** begin **

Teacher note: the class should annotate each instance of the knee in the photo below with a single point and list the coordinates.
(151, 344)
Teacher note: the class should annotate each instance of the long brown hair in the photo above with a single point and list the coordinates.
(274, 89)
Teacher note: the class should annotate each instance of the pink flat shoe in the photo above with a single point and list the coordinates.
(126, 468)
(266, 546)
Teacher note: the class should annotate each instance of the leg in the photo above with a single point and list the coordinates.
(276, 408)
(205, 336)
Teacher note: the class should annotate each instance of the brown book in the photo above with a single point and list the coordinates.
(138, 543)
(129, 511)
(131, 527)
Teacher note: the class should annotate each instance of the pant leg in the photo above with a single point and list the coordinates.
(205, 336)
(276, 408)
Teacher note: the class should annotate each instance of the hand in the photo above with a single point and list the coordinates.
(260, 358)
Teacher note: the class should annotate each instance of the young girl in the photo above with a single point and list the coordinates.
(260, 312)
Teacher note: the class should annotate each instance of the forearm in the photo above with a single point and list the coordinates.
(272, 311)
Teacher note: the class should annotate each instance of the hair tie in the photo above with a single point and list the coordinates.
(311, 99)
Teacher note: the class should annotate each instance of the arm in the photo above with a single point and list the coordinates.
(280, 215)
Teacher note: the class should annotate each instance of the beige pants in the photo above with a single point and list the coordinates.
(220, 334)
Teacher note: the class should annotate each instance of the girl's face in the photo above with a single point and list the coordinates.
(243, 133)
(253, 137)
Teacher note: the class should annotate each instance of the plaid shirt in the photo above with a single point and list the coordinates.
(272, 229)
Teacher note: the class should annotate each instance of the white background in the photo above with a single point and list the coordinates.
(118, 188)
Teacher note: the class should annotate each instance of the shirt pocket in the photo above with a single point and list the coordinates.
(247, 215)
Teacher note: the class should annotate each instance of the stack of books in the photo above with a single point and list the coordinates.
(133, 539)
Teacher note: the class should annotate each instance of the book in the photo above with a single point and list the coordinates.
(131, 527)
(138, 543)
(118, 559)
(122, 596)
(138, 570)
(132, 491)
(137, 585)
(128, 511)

** end **

| To do |
Each line from the one containing "of the shirt" through the end of the entries, both included, is to be returned exactly, with no other lines.

| Response to the task |
Teacher note: the class should annotate each instance of the shirt pocket in the photo above with a single point and list the coordinates.
(247, 215)
Teacher note: the class should annotate each instance of the stack of books in the photo above with a single point and list the coordinates.
(133, 539)
Teacher note: the class should annotate each instance of the book in the photo above with a single point and list the coordinates.
(131, 527)
(138, 543)
(118, 559)
(122, 596)
(138, 570)
(132, 491)
(137, 585)
(128, 511)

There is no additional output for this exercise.